## Excerpt
"""

Distributions
When we collect data on a random variable, there is typically a range of values in which that variable may fall. Certain values may be more common than others. To explore this pattern, we can construct a probability distribution, with values of the variable on the horizontal axis and probability of obtaining each value is on the vertical axis. Many statistical tests depend on the assumption of a specific type of distribution of the data or of the test statistic (with an assumption that the null hypothesis is true). We won’t go into detail about these distributions, except the normal distribution.
Here, we plot a few different distributions you might see working with biological data.
A Poisson distribution can arise from count data. The values are numeric, but discrete. There is a tail to the right.
An exponential distribution may be appropriate for numeric variables that are continuous with only positive values. This distribution also has a tail to the right.
Finally, you may observe a normal distribution. This is a distribution for numeric, continuous variables that has a bell-shaped distribution.
The normal distribution or Gaussian distribution is a distribution for variables that is often seen in biology. In the normal distribution, the majority of observations are found near the center (mean) of the distribution, with fewer observations as values move increasingly farther from the center. The distribution often applies for variables such as heights or weights. You may not always see this pattern for your variables though!
For bell-shaped distributions like this, there is a rough rule called the 68-95-99.7 Rule or Empirical Rule which states that 68% of values are within 1 standard deviation of the mean, 95% of values are within 2 standard deviations of the mean, and finally 99.7% of values are within 3 standard deviations of the mean. This rule is useful because it can help you understand how unusual a value is, if you standardize it by subtracting the mean and dividing by the standard deviation. For example, in the distribution above, the mean is 75 and the standard deviation is 6. The value of 81 is not unusual because (81-75)/6 = 1, so the value is exactly 1 standard deviation above the mean. The value of 51 however, is unusual because (51-75)/6 = -4, so 51 is four standard deviations below the mean.
The normal distribution is an important distribution in statistics because it has proven useful in statistical theory. It plays a role in some statistical test procedures, either in their theoretical development or in the conditions for the test procedure.

"""

## To do
• A. Reproduce the distributions text from "A Poisson distribution" up to and including "has a tail to the right.".
• B. Under the Empirical Rule described in the distributions text, what percentage of values lie within 2 standard deviations of the mean?
Answer using only the distributions text.

Saved data entries:
"""

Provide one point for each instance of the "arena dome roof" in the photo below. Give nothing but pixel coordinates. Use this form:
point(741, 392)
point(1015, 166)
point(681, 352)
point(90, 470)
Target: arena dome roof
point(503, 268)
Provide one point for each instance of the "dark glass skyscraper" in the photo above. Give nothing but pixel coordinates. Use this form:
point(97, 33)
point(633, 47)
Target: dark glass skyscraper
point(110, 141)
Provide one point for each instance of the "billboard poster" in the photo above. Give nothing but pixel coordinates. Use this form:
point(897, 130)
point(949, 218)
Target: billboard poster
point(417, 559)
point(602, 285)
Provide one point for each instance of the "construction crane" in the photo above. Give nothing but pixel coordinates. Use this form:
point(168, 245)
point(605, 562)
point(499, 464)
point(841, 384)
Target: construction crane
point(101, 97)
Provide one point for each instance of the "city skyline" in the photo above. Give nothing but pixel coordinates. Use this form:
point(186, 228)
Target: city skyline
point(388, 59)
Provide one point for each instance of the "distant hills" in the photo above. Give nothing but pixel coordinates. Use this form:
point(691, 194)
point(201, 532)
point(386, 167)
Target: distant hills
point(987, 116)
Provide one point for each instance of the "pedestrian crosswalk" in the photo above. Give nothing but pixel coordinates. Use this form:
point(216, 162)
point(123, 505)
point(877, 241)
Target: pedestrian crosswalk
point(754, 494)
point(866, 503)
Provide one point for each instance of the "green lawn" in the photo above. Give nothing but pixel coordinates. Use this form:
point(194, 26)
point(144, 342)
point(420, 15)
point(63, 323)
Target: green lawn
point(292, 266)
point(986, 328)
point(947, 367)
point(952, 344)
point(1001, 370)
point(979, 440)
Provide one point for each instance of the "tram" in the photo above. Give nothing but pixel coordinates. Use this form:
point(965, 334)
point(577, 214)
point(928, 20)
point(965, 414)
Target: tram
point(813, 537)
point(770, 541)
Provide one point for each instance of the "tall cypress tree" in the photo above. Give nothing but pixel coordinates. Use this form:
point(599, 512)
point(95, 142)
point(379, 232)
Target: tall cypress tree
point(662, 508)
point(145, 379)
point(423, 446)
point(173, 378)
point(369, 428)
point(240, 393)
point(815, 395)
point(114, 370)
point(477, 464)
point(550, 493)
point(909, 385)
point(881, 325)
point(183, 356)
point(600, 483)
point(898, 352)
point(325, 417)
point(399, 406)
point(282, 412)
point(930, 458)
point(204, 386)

"""

## Answers for each item
• A.
A Poisson distribution can arise from count data. The values are numeric, but discrete. There is a tail to the right.
An exponential distribution may be appropriate for numeric variables that are continuous with only positive values. This distribution also has a tail to the right.

• B. 95%